WORK INSTRUCTIONS:
Rescale the data from the line containing "Where can the red" through the end of the data, reproducing every line in that span, including the requests, and multiplying each point coordinate in the answers by 2.45, rounded to the nearest whole number with halves rounded up. Leave all other numbers unchanged.

DATASET ENTRIES:

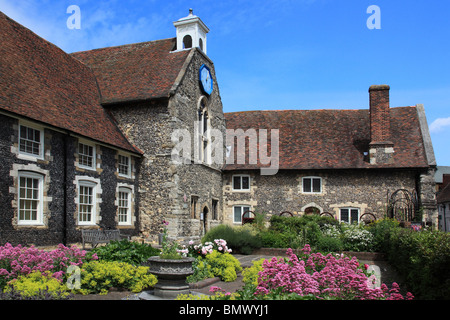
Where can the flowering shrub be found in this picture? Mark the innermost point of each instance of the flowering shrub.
(194, 250)
(16, 261)
(320, 277)
(100, 276)
(37, 284)
(212, 259)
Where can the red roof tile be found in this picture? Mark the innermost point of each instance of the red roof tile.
(137, 71)
(41, 82)
(332, 139)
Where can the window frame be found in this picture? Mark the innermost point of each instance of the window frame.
(128, 174)
(242, 210)
(40, 199)
(128, 208)
(349, 214)
(94, 155)
(93, 204)
(312, 178)
(241, 189)
(40, 143)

SOLUTION:
Where can the red roof tile be found in this picture? Mark the innermost point of each instance of the red roof tile.
(336, 174)
(100, 201)
(813, 341)
Where can the window frame be found in this picture? Mark the innermost point of each instance of the window frame.
(314, 426)
(593, 515)
(98, 488)
(314, 510)
(855, 524)
(230, 380)
(228, 500)
(764, 436)
(590, 463)
(98, 350)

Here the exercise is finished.